++++ Records for this exercise ++++

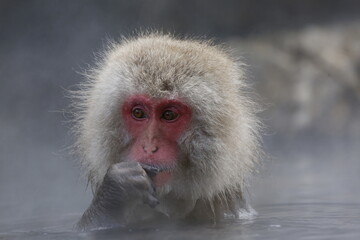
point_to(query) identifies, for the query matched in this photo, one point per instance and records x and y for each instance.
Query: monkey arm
(124, 186)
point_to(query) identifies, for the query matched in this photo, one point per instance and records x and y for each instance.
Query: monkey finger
(151, 200)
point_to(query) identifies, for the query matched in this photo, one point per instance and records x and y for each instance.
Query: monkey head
(177, 106)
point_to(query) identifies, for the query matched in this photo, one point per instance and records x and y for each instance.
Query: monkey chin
(162, 178)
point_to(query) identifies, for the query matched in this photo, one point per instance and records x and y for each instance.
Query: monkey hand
(125, 185)
(128, 181)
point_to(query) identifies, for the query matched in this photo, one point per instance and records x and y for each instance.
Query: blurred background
(304, 64)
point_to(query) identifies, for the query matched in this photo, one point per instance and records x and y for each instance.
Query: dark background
(45, 44)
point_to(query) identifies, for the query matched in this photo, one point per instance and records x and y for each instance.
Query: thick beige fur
(221, 148)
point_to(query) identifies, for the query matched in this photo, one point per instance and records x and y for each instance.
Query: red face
(156, 125)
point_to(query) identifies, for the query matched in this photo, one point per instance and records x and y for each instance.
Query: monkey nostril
(144, 148)
(151, 149)
(154, 149)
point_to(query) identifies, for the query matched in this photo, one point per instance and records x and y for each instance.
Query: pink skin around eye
(155, 138)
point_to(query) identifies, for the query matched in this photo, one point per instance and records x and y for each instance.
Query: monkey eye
(138, 113)
(169, 115)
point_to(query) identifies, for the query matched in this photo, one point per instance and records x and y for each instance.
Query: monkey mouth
(152, 170)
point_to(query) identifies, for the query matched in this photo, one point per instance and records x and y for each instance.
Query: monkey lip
(153, 169)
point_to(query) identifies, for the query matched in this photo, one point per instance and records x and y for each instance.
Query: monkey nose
(150, 149)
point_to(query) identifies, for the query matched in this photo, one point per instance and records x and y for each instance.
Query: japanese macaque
(165, 129)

++++

• **Your assignment**
Repeat all the records exactly, images excluded.

• **Task response**
point_to(query) identifies, for the query matched in this photo, one point per instance and records x and y for each instance.
Query: monkey arm
(124, 186)
point_to(query) identifies, for the query matched in this photo, one point per instance and records x and y for each instance.
Query: monkey finger
(151, 200)
point_to(query) identifies, for the query matched in this photo, one point per instance and records x and y for each instance.
Query: monkey head
(177, 106)
point_to(query) identifies, for the query matched in this photo, one point per instance and records x and y for each instance.
Query: monkey chin
(162, 178)
point_to(query) identifies, for the query matched in this photo, one point per instance and records x and y for each instance.
Query: monkey hand
(125, 185)
(128, 181)
point_to(query) identifies, for the query matched in this photo, one point per instance and records x and y for each instance.
Query: blurred background
(304, 64)
point_to(query) identifies, for the query matched in this photo, one point per instance and records x and y for each instance.
Query: dark background
(45, 44)
point_to(query) identifies, for the query matched in this photo, one point per instance and records x and y for each instance.
Query: thick beige fur
(221, 148)
point_to(query) identifies, for the query matched in this photo, one point per instance and records x and y for each instance.
Query: red face
(156, 125)
point_to(query) identifies, for the query matched in this photo, one point per instance and records x and y for each instance.
Query: monkey nostril
(144, 148)
(151, 149)
(154, 149)
point_to(query) identifies, for the query matched in this photo, one point per instance and records x and y for each instance.
Query: pink skin around eye
(155, 138)
point_to(query) identifies, for the query matched in this photo, one point per instance and records x and y for each instance.
Query: monkey eye
(138, 113)
(169, 115)
point_to(query) identifies, for the query matched in this photo, one point per instance and records x and y for each instance.
Query: monkey mouth
(152, 170)
point_to(query) identifies, for the query matched in this photo, one point per instance and records x and y for each instance.
Query: monkey lip
(153, 169)
point_to(query) identifies, for the query matched in this photo, one point per instance and records x and y for each instance.
Query: monkey nose
(150, 149)
point_to(query) identifies, for the query matched in this photo, one point per instance and records x and y for each instance.
Query: japanese macaque
(165, 129)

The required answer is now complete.